### Exercise
Please retype every one of the records below word for word, keeping each line in its original order.
** Start Data supplied **
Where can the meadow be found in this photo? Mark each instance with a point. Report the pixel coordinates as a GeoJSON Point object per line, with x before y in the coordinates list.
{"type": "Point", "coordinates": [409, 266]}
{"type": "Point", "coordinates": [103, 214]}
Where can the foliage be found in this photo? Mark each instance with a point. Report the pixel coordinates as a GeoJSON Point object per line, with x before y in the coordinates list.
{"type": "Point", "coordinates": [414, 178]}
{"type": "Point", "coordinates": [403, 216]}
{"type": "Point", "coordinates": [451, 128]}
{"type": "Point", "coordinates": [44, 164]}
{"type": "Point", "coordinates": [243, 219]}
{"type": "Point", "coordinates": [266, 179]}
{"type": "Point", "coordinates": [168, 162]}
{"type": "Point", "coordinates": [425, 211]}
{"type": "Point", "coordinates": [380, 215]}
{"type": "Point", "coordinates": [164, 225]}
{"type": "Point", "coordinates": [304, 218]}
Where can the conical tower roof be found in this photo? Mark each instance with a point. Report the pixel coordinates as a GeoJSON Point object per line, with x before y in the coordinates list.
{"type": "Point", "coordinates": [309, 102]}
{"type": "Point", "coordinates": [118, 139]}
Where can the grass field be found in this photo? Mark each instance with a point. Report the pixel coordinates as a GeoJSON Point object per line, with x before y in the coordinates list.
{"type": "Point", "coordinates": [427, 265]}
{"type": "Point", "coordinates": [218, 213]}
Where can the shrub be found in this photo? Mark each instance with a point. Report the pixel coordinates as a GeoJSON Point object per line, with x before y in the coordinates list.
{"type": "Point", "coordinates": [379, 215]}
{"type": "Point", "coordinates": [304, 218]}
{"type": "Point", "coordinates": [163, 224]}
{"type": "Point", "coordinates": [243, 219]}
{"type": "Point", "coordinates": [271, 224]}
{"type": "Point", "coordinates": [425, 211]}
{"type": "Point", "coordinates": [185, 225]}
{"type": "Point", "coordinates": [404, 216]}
** End Data supplied **
### Reply
Where can the meadow be found in this photo? Mark each instance with a point. Report the pixel coordinates as a GeoJSON Point object per line, with x before y in the coordinates list.
{"type": "Point", "coordinates": [409, 266]}
{"type": "Point", "coordinates": [103, 214]}
Where can the foliage be found in this photo? Mark each instance with a point. Report the pixel coordinates as a GeoJSON Point object per line, with x before y in the coordinates list.
{"type": "Point", "coordinates": [414, 178]}
{"type": "Point", "coordinates": [403, 216]}
{"type": "Point", "coordinates": [451, 128]}
{"type": "Point", "coordinates": [44, 164]}
{"type": "Point", "coordinates": [243, 219]}
{"type": "Point", "coordinates": [266, 179]}
{"type": "Point", "coordinates": [168, 162]}
{"type": "Point", "coordinates": [425, 211]}
{"type": "Point", "coordinates": [380, 215]}
{"type": "Point", "coordinates": [164, 225]}
{"type": "Point", "coordinates": [304, 218]}
Where can the conical tower roof be found in this photo? Mark each instance with a point. Report the pixel coordinates as a GeoJSON Point object per line, with x before y in the coordinates list.
{"type": "Point", "coordinates": [309, 102]}
{"type": "Point", "coordinates": [118, 139]}
Where can the grass field be found in this photo? Mark each instance with a point. Report the pixel coordinates as a GeoJSON Point object per line, with x before y in the coordinates list.
{"type": "Point", "coordinates": [427, 265]}
{"type": "Point", "coordinates": [218, 213]}
Where can the shrub be found in this photo? Mark each instance with a point. Report the pixel coordinates as a GeoJSON Point object per line, with x before y in the coordinates list.
{"type": "Point", "coordinates": [379, 215]}
{"type": "Point", "coordinates": [304, 218]}
{"type": "Point", "coordinates": [163, 224]}
{"type": "Point", "coordinates": [243, 219]}
{"type": "Point", "coordinates": [271, 224]}
{"type": "Point", "coordinates": [425, 211]}
{"type": "Point", "coordinates": [185, 225]}
{"type": "Point", "coordinates": [404, 216]}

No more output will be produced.